→ Fonte:
────────────────
Desse modo, há um ganho narcísico aos/às adeptos/as
dos movimentos fascistas por meio da identificação de
si em um coletivo que transcende o eu individual, com a
elevação da autoestima e a idealização das características
do in-group. Em contrapartida, intensificam-se as
hostilidades contra o out-group, com o direcionamento de
toda a agressividade a ameaças imaginárias (geralmente
grupos minoritários e oprimidos) que desestabilizam a
identidade transcendente idealizada.
No caso do MAGA, é evidente que tais mecanismos
psicológicos atuaram no processo de mobilização política,
seja pela intransigente submissão desse movimento à
autoridade de Trump e à idealização de uma identidade
nacional pura e transcendente (“os verdadeiros americanos”)
ou pela agressividade extrema direcionada aos grupos que
ameaçam essa autoridade e identidade (imigrantes, latinos,
mulçumanos, negros etc.). Se por questões de estrutura
organizacional é indevido identificar o movimento pró
Trump com fascismo per se, não é difícil visualizar suas
tendências fascistas.
Fascismo no século XXI?
Respeitados os diferentes contextos econômicos,
políticos e sociais, analistas sociais de todo o mundo
(e.g. Bull, 2012; Foster, 2017; Löwy, 2019) apontam
alguns motivos para o fortalecimento de movimentos
de extrema direita capazes de pavimentar o caminho
para a implementação de governos de característica
fascista. Alguns desses motivos são: enfraquecimento dos
movimentos de esquerda após a queda do muro de Berlim,
avanço do neoliberalismo com supressão de políticas
sociais e aumento da insegurança material, reação
ao processo de globalização, aumento do sentimento
de ameaça em razão da ação de grupos extremistas e
imigração em massa de refugiados de guerras.
Os eleitores de Trump e de partidos de extrema
direita fora dos Estados Unidos guardam semelhanças
entre si e com aqueles que levaram os regimes fascistas
do início do século XX ao poder. De acordo com Hannah
Arendt (2012),
Potencialmente, as massas existem em qualquer
país e constituem a maioria das pessoas neutras e
politicamente indiferentes. . . . Em sua ascensão,
tanto o movimento nazista na Alemanha quanto
os movimentos comunistas na Europa depois
de 1930 recrutaram os seus membros entre uma
que todos os outros partidos haviam abandonado
por lhes parecerem demasiado apáticas ou estúpidas
para lhes merecerem a atenção. Isso permitiu a
introdução de métodos inteiramente novos de
propaganda política . . . (p. 439).
Decerto, Arendt referia-se à pesada máquina de
propaganda nazifascista, a qual se utilizou sobretudo
da tecnologia radiofônica, ao citar novos métodos
de propaganda política. Sobre isso, Adorno (2015a)
escreveu:“[a propaganda fascista] é psicológica por causa
de seus objetivos irracionais e autoritários, que não
podem ser alcançados por meio de convicções racionais,
mas somente através do despertar habilidoso de ‘uma parte
da herança arcaica do sujeito’” (p. 165). “O que acontece
quando massas são subjugadas pela propaganda fascista
[é] uma revitalização quasi-científica de sua psicologia. . . .
────────────────
→ Linhas de dados:
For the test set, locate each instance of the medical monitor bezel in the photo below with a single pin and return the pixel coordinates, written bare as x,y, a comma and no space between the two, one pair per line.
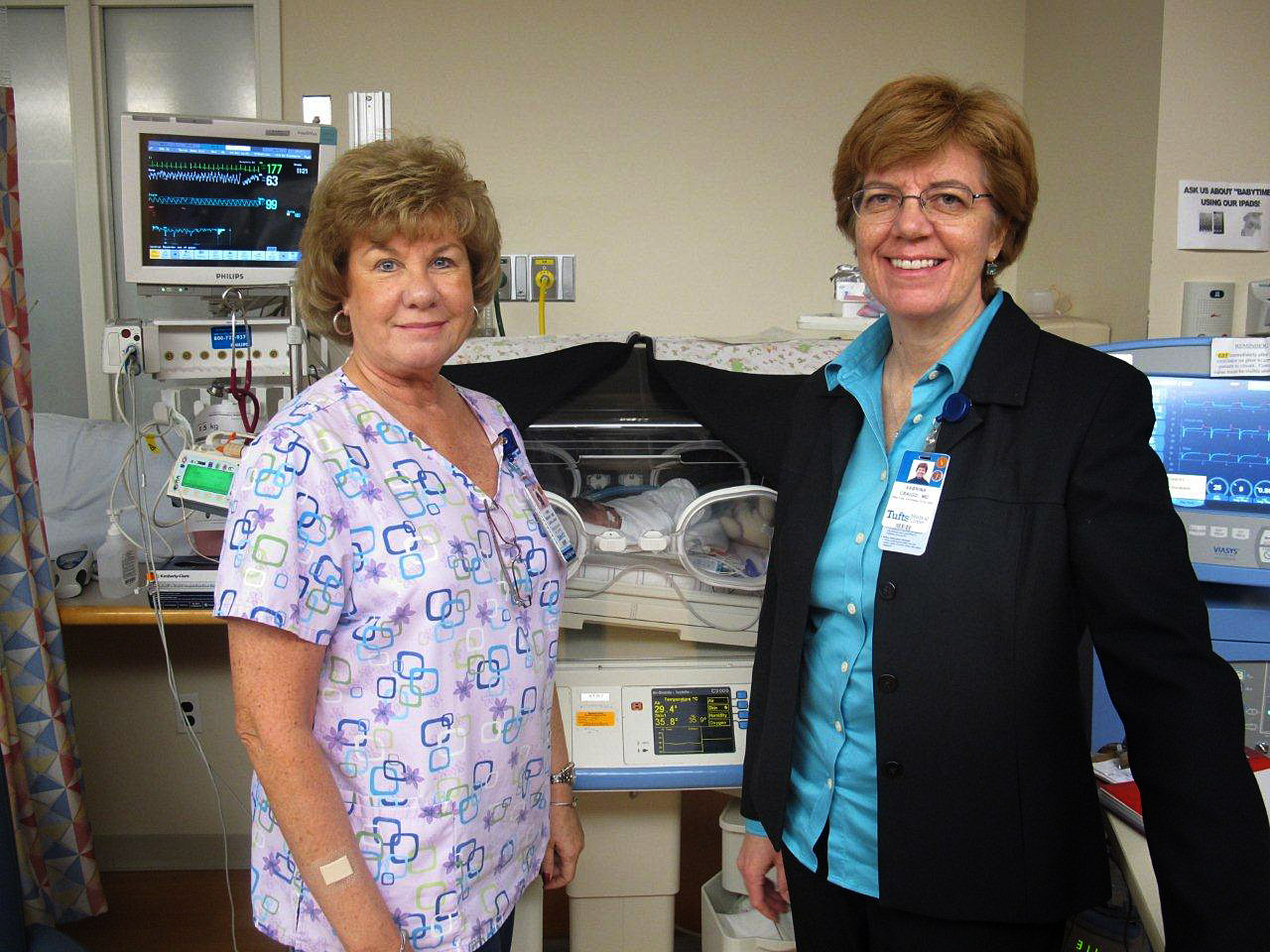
135,126
1192,358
────────────────
→ Complete o seguinte:
- a) No texto sobre fascismo, qual tecnologia a máquina de propaganda nazifascista utilizou sobretudo?
- b) Prossiga o texto sobre fascismo a partir da última frase apresentada.

→ Respostas escritas:
- a) A tecnologia radiofônica.

- b)
A psicologia das massas foi apropriada por seus líderes e
transformada em meio para dominação” (p. 186).
Nos dias atuais, não há dúvidas de que novas
estruturas têm sido intensamente utilizadas para
disseminar mensagens de cunho fascista. Aos meios
de comunicação de massa corporativos, como redes de
televisão e grande imprensa, junta-se a contribuição
de recursos telemáticos (sistemas de comunicação
imediata e de longa distância), que se constituem numa
importantíssima arena de disputa ideológica. Usuários/
as das redes sociais disseminam suas próprias versões
sobre os acontecimentos e opinam obstinadamente sobre
tudo e todos. A presumida possibilidade de anonimato,
a sensação de plena liberdade para manifestar-se,
a busca por reconhecimento, o descomprometimento com
a verdade e a argumentação incipiente e superficial são
alguns fatores que tornam as redes sociais ambientes
propícios ao desmonte da racionalidade. Por meio delas,
trafega instantaneamente imensurável quantidade de
informações, dificultando um olhar consequente e
apurado sobre elas e esmaecendo suas fronteiras com a
realidade. O quadro se agrava quando as interações entre
usuários/as são interpeladas por robôs e algoritmos que
selecionam conteúdos de reforço, evitando a reflexão
crítica e o contraditório.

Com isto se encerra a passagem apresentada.